### Problem description
The tail of the records, from the line containing "Query: tall office tower" through the final line, should be printed exactly and on its own.

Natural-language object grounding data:
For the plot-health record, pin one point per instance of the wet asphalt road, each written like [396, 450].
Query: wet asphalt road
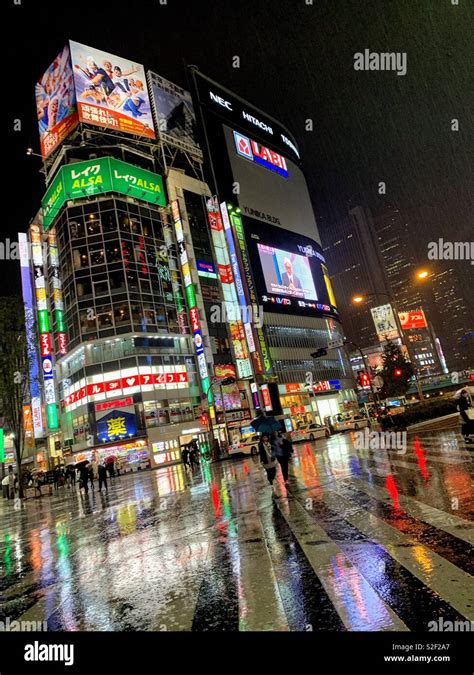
[362, 540]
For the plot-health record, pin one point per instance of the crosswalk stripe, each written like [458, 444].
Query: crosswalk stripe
[366, 610]
[457, 527]
[449, 582]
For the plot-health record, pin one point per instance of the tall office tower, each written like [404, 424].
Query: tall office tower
[357, 266]
[454, 314]
[397, 243]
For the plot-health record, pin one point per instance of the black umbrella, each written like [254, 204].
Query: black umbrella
[79, 465]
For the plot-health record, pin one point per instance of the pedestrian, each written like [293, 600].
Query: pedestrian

### Your solution
Query: tall office tower
[357, 266]
[454, 314]
[397, 243]
For the plot-health record, pin one point per instance of the black umbrella, each written like [254, 204].
Query: black umbrella
[79, 465]
For the plot-health record, pin one point per instance of the pedestrian, each written like [293, 600].
Query: pedestrian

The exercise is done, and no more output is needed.